--- BEGIN SOURCE MATERIAL ---
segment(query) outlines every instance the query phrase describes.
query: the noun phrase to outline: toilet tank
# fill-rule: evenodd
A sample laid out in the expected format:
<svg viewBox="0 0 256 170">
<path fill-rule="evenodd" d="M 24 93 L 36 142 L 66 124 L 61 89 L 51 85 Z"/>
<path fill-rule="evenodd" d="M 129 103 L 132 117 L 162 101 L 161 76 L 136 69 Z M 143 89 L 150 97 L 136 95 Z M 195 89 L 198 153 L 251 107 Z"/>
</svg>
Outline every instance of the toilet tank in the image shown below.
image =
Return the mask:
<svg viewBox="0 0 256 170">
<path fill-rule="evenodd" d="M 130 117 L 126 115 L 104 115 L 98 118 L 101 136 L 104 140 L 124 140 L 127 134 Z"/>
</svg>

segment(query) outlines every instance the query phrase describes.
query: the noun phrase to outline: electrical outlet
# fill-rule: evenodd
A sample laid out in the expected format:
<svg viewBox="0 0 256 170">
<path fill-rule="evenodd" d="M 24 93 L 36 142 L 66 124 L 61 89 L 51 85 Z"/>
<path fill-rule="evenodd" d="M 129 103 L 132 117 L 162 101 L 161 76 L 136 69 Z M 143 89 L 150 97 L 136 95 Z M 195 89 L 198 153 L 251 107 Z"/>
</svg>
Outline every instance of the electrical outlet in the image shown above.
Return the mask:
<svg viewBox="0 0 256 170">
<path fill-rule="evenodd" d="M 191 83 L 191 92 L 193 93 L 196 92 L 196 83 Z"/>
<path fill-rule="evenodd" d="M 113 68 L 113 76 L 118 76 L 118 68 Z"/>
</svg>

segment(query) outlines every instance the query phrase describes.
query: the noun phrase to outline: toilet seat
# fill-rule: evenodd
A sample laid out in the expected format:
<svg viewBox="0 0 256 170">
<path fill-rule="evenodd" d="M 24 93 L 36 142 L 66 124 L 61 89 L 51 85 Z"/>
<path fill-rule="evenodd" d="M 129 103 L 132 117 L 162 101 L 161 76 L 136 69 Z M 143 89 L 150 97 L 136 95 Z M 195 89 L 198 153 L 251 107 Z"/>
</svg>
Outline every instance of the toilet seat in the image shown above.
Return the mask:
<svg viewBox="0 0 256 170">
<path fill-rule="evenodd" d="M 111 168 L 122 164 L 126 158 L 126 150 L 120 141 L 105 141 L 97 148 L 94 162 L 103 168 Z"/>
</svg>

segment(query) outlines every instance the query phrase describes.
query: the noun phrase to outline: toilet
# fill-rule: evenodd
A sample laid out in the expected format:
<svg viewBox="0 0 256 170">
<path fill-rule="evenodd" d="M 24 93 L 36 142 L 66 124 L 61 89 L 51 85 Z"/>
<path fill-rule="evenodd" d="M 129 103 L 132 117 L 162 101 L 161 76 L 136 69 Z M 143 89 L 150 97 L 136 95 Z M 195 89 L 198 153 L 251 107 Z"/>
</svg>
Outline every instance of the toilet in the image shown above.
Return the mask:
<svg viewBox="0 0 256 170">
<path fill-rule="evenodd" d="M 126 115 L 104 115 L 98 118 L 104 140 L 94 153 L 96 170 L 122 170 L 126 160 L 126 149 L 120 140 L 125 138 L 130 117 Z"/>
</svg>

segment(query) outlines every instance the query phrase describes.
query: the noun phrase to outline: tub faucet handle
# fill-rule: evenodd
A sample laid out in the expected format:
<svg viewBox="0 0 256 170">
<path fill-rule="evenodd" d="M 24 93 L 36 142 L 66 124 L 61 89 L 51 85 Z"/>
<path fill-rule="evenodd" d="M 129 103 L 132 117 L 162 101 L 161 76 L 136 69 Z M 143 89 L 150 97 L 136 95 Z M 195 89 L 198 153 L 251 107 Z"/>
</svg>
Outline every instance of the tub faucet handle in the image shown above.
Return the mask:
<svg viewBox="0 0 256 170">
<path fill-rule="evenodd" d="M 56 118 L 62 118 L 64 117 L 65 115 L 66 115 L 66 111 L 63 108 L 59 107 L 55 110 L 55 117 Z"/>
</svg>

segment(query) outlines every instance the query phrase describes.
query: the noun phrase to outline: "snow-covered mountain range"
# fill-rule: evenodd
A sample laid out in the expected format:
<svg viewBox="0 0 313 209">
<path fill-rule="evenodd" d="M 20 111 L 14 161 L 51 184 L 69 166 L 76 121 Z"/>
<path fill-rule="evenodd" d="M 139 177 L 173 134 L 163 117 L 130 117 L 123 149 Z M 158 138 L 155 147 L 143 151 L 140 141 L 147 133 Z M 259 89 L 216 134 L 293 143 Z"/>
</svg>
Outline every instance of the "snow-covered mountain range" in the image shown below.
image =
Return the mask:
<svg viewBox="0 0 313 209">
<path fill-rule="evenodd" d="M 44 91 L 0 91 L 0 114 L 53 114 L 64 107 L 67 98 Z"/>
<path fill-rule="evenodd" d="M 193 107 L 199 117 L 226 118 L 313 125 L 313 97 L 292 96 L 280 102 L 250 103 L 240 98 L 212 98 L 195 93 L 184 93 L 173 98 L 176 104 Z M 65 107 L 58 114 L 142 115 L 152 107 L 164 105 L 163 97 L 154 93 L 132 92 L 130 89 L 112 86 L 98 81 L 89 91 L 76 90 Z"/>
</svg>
--- END SOURCE MATERIAL ---
## [EXERCISE GOAL]
The records above should all be quoted exactly, please.

## [TASK RESULT]
segment(query) outlines every instance the query phrase describes.
query: the noun phrase to outline: toilet tank
# fill-rule: evenodd
A sample laid out in the expected format:
<svg viewBox="0 0 256 170">
<path fill-rule="evenodd" d="M 24 93 L 36 142 L 66 124 L 61 89 L 51 85 Z"/>
<path fill-rule="evenodd" d="M 129 103 L 132 117 L 162 101 L 161 76 L 136 69 Z M 143 89 L 150 97 L 136 95 Z M 195 89 L 198 153 L 251 107 Z"/>
</svg>
Outline every instance of the toilet tank in the image shown below.
image =
Return the mask:
<svg viewBox="0 0 256 170">
<path fill-rule="evenodd" d="M 130 117 L 126 115 L 104 115 L 98 118 L 101 136 L 104 140 L 124 140 L 127 134 Z"/>
</svg>

segment(query) outlines every instance the query phrase describes.
query: the noun phrase to outline: electrical outlet
# fill-rule: evenodd
A sample laid out in the expected format:
<svg viewBox="0 0 256 170">
<path fill-rule="evenodd" d="M 24 93 L 36 142 L 66 124 L 61 89 L 51 85 Z"/>
<path fill-rule="evenodd" d="M 129 103 L 132 117 L 162 101 L 161 76 L 136 69 Z M 143 89 L 150 97 L 136 95 Z M 195 89 L 198 153 L 251 107 Z"/>
</svg>
Outline every instance of the electrical outlet in the image shown above.
Return the mask:
<svg viewBox="0 0 256 170">
<path fill-rule="evenodd" d="M 191 83 L 191 92 L 193 93 L 196 92 L 196 83 Z"/>
<path fill-rule="evenodd" d="M 113 68 L 113 76 L 118 76 L 118 68 Z"/>
</svg>

segment(query) outlines every instance the query phrase describes.
query: the noun phrase to outline: toilet seat
# fill-rule: evenodd
A sample laid out in the expected format:
<svg viewBox="0 0 256 170">
<path fill-rule="evenodd" d="M 24 93 L 36 142 L 66 124 L 61 89 L 51 85 Z"/>
<path fill-rule="evenodd" d="M 129 103 L 132 117 L 162 101 L 161 76 L 136 69 Z M 143 89 L 150 97 L 136 95 Z M 195 89 L 198 153 L 251 107 Z"/>
</svg>
Outline every instance of the toilet seat in the image shown above.
Return the mask:
<svg viewBox="0 0 256 170">
<path fill-rule="evenodd" d="M 111 168 L 122 164 L 126 158 L 126 150 L 120 141 L 105 141 L 97 148 L 94 162 L 103 168 Z"/>
</svg>

segment(query) outlines every instance the query phrase describes.
query: the noun phrase to outline: toilet
# fill-rule: evenodd
A sample laid out in the expected format:
<svg viewBox="0 0 256 170">
<path fill-rule="evenodd" d="M 24 93 L 36 142 L 66 124 L 61 89 L 51 85 Z"/>
<path fill-rule="evenodd" d="M 129 103 L 132 117 L 162 101 L 161 76 L 136 69 Z M 143 89 L 150 97 L 136 95 Z M 195 89 L 198 153 L 251 107 Z"/>
</svg>
Outline every instance of the toilet in the image shown above.
Return the mask:
<svg viewBox="0 0 256 170">
<path fill-rule="evenodd" d="M 126 115 L 104 115 L 98 118 L 104 140 L 94 153 L 96 170 L 122 170 L 126 160 L 126 149 L 120 140 L 125 138 L 130 117 Z"/>
</svg>

segment(query) outlines every instance the query phrase describes.
query: the noun phrase to outline: tub faucet handle
# fill-rule: evenodd
A sample laid out in the expected format:
<svg viewBox="0 0 256 170">
<path fill-rule="evenodd" d="M 24 93 L 36 142 L 66 124 L 61 89 L 51 85 Z"/>
<path fill-rule="evenodd" d="M 129 103 L 132 117 L 162 101 L 161 76 L 136 69 Z M 143 89 L 150 97 L 136 95 Z M 195 89 L 198 153 L 251 107 Z"/>
</svg>
Outline every instance of the tub faucet handle in the image shown above.
Return the mask:
<svg viewBox="0 0 256 170">
<path fill-rule="evenodd" d="M 56 118 L 62 118 L 64 117 L 65 115 L 66 115 L 66 111 L 63 108 L 59 107 L 55 110 L 55 117 Z"/>
</svg>

segment(query) outlines every instance the query phrase describes.
query: the noun phrase to outline: "snow-covered mountain range"
# fill-rule: evenodd
A sample laid out in the expected format:
<svg viewBox="0 0 313 209">
<path fill-rule="evenodd" d="M 20 111 L 14 161 L 51 184 L 69 166 L 76 121 Z"/>
<path fill-rule="evenodd" d="M 139 177 L 173 134 L 163 117 L 130 117 L 123 149 Z M 158 138 L 155 147 L 143 151 L 140 141 L 147 133 Z M 259 89 L 216 134 L 293 143 Z"/>
</svg>
Outline every instance of the "snow-covered mountain range" in the image shown below.
image =
Return the mask:
<svg viewBox="0 0 313 209">
<path fill-rule="evenodd" d="M 44 91 L 0 91 L 0 114 L 53 114 L 64 107 L 67 98 Z"/>
<path fill-rule="evenodd" d="M 193 107 L 199 117 L 226 118 L 313 125 L 313 97 L 292 96 L 280 102 L 250 103 L 240 98 L 212 98 L 195 93 L 184 93 L 173 98 L 176 104 Z M 65 107 L 58 114 L 142 115 L 152 107 L 164 105 L 163 97 L 154 93 L 132 92 L 130 89 L 112 86 L 98 81 L 89 91 L 76 90 Z"/>
</svg>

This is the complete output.